<<<<
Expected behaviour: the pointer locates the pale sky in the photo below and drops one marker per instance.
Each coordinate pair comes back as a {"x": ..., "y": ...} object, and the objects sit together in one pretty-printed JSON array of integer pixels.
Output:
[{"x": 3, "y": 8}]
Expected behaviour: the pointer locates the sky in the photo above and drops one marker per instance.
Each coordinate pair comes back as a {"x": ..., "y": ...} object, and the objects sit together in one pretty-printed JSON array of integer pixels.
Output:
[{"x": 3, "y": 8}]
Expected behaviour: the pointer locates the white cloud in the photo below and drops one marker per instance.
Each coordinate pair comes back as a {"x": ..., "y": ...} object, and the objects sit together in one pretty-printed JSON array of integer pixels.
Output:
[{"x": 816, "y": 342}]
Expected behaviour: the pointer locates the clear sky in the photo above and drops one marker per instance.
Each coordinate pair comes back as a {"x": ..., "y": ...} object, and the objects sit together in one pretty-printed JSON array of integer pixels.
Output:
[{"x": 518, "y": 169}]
>>>>
**What to produce**
Rewrite all of the entries above, putting "locator" wherever "pointer" appears and leaving everything else as it is.

**Full response**
Expected behaviour: the locator locates the pale sky in the photo below and drops one marker per instance.
Each coordinate pair comes back as a {"x": ..., "y": ...} object, and the objects sit together in one pretty-printed JSON array of integer pixels.
Output:
[{"x": 3, "y": 8}]
Expected behaviour: the locator locates the sky in the photo above and drops one marker per instance.
Each coordinate pair comes back as a {"x": ..., "y": ...} object, and the objects sit together in one pretty-printed JSON array of integer pixels.
Output:
[{"x": 3, "y": 8}]
Expected behaviour: the locator locates the white cloud in the photo below and drops one marker per instance.
Each coordinate pair comes back as a {"x": ..., "y": ...} object, and the objects sit together in one pretty-printed JSON array of integer pixels.
Output:
[{"x": 816, "y": 342}]
Expected behaviour: the locator locates the clear sky in the photo above and drops one marker per instance.
Each coordinate pair comes back as a {"x": ..., "y": ...} object, and the objects sit together in one pretty-printed JSON array of integer pixels.
Output:
[{"x": 518, "y": 169}]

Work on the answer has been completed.